-- Exercise --
Please give the count of lines below with the string "wholly" in them, and no other words.

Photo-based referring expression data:
....................

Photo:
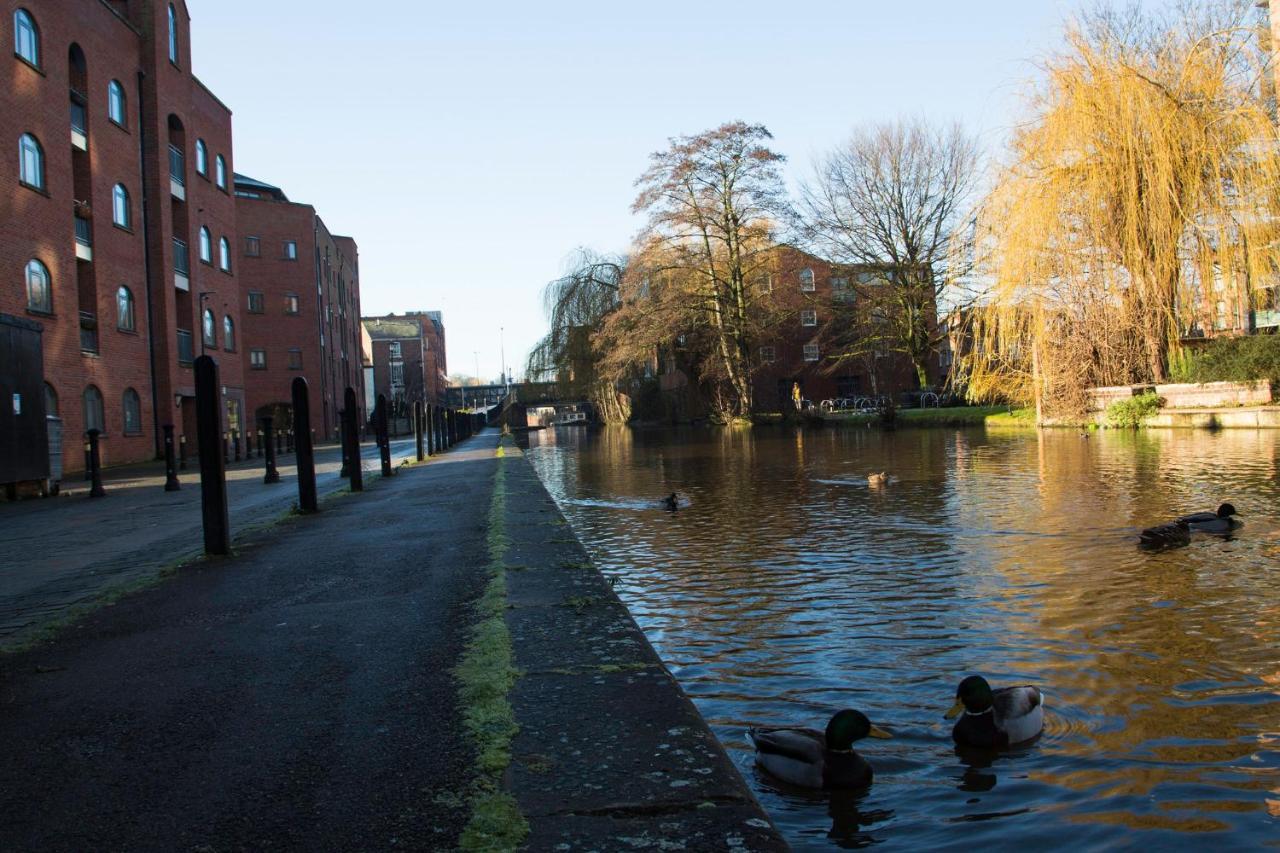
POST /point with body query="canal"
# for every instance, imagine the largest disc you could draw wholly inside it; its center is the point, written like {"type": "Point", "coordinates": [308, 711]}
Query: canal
{"type": "Point", "coordinates": [790, 588]}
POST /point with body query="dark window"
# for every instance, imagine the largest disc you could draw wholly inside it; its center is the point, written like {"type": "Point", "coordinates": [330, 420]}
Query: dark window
{"type": "Point", "coordinates": [132, 413]}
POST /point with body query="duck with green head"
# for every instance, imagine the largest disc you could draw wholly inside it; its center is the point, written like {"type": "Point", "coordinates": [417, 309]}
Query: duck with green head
{"type": "Point", "coordinates": [813, 758]}
{"type": "Point", "coordinates": [996, 719]}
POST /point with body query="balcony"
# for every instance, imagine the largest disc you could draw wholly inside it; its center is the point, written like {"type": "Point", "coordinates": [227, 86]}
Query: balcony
{"type": "Point", "coordinates": [88, 332]}
{"type": "Point", "coordinates": [186, 349]}
{"type": "Point", "coordinates": [181, 265]}
{"type": "Point", "coordinates": [83, 240]}
{"type": "Point", "coordinates": [177, 173]}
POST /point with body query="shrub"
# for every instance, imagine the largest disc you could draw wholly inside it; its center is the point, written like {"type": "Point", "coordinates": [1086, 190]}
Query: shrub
{"type": "Point", "coordinates": [1129, 414]}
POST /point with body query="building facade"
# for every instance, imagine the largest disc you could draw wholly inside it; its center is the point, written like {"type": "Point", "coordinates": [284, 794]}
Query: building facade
{"type": "Point", "coordinates": [301, 308]}
{"type": "Point", "coordinates": [118, 219]}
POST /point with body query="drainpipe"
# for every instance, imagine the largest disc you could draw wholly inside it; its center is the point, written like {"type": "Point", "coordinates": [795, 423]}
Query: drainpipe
{"type": "Point", "coordinates": [146, 270]}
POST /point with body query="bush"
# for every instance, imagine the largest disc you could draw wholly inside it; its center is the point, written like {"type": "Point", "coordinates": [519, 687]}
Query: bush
{"type": "Point", "coordinates": [1129, 414]}
{"type": "Point", "coordinates": [1246, 359]}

....................

-- Written answer --
8